## YOUR OBJECTIVE
When the line containing "Please locate the white" is reached, begin transcribing. Continue exactly through the final line of the listing, and return nothing else.

--------------------------------------------------

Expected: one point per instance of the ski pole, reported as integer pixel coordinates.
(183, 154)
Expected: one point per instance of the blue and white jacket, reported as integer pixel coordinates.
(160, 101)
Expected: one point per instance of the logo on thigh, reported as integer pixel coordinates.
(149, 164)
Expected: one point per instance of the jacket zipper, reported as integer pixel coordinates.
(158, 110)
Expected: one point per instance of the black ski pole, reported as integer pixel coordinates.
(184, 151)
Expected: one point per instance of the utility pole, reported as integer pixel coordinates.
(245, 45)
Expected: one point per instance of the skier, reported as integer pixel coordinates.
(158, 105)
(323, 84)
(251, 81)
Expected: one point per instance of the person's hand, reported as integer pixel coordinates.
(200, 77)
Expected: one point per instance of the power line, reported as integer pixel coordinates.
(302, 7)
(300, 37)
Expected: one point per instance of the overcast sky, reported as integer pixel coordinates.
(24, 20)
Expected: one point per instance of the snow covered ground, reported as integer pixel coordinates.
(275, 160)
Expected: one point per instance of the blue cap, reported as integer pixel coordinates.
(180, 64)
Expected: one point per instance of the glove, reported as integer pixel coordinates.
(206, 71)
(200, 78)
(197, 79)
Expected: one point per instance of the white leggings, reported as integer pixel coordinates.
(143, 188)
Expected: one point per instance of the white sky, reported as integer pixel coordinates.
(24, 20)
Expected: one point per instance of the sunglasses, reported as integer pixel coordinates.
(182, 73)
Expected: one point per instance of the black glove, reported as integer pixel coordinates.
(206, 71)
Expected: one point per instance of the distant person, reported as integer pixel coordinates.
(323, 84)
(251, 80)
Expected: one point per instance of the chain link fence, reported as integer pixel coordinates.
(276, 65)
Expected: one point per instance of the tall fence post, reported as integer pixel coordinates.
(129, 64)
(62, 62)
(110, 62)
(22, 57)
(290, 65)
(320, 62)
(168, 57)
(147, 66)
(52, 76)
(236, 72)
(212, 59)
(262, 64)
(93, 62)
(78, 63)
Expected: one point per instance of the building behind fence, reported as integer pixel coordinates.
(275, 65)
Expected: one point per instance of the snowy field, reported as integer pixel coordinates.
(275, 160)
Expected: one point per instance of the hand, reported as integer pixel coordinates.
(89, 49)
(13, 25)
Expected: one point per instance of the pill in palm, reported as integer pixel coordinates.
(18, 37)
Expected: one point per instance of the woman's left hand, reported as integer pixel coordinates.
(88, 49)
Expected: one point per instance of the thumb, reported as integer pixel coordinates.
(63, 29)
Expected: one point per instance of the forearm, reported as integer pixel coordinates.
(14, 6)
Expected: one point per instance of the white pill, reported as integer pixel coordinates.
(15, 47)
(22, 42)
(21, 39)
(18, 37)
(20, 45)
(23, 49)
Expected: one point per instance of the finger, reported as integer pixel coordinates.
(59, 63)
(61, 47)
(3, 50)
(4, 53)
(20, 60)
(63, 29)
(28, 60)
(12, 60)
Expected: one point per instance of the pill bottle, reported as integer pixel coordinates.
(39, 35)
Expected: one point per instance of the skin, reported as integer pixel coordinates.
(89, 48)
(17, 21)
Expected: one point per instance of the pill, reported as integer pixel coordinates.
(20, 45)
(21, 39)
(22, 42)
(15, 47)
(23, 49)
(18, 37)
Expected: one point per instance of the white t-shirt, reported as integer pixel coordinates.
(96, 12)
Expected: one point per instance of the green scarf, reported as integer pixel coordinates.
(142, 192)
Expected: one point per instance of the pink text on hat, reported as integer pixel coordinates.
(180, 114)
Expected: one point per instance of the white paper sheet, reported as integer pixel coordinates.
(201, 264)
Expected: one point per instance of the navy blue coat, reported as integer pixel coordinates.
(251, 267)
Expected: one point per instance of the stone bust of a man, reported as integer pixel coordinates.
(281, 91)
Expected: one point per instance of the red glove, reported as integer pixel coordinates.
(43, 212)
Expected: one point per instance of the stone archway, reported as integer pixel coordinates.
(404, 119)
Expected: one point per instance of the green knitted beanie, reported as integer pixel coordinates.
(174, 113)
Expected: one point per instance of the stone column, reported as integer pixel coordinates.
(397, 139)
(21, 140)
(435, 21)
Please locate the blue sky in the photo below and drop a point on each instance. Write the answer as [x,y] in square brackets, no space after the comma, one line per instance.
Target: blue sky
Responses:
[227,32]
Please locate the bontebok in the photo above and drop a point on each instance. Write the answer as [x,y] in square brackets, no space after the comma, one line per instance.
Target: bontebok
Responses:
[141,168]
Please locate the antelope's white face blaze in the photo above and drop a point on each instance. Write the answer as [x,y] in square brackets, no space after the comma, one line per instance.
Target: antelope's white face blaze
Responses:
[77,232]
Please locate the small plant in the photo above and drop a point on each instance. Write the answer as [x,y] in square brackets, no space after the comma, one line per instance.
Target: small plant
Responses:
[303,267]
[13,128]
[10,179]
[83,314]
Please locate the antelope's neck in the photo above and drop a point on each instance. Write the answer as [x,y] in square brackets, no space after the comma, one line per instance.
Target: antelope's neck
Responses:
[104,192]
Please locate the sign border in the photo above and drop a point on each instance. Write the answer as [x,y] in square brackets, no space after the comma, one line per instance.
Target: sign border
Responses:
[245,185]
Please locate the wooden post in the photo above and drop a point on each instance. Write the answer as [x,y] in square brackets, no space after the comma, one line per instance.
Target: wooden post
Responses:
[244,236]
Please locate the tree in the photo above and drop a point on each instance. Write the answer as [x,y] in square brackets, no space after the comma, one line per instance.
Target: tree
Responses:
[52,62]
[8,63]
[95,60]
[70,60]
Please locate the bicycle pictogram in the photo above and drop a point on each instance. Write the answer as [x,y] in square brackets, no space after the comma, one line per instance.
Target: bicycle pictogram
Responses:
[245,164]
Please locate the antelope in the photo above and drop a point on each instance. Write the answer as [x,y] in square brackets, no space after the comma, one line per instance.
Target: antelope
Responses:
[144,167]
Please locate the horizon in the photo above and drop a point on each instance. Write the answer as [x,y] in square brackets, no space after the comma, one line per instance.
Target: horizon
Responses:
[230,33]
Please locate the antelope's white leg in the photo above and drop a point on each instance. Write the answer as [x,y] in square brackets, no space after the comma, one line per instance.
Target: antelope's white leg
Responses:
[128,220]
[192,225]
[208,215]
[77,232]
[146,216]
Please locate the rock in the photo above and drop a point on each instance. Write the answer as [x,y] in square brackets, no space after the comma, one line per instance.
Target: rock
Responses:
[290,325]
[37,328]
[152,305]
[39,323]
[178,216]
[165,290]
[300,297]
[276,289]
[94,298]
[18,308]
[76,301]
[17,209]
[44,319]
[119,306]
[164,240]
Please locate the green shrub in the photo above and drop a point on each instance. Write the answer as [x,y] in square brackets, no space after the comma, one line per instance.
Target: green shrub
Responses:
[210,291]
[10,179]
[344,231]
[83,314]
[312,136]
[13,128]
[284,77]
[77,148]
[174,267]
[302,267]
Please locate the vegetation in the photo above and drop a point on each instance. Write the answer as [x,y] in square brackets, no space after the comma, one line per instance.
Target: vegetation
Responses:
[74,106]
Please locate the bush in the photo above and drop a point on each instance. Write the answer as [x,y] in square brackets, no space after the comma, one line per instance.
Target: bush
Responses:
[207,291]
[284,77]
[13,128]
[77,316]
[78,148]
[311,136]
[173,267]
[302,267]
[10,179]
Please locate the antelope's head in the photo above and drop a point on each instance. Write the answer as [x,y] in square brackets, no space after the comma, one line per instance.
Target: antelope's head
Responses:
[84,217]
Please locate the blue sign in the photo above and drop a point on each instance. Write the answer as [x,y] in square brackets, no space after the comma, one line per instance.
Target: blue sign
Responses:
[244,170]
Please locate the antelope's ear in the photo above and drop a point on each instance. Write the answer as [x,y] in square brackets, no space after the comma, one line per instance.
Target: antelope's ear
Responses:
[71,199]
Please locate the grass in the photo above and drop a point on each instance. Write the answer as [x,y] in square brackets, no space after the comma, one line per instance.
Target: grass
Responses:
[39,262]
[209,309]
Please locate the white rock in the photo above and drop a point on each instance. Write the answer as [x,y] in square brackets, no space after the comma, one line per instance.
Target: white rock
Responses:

--------------------------------------------------

## RESPONSE
Please locate the white rock in the photo above and drop a point on each instance. Write the answer as [x,y] in square brackets, no space after the comma, one line per instance.
Target: white rock
Responses:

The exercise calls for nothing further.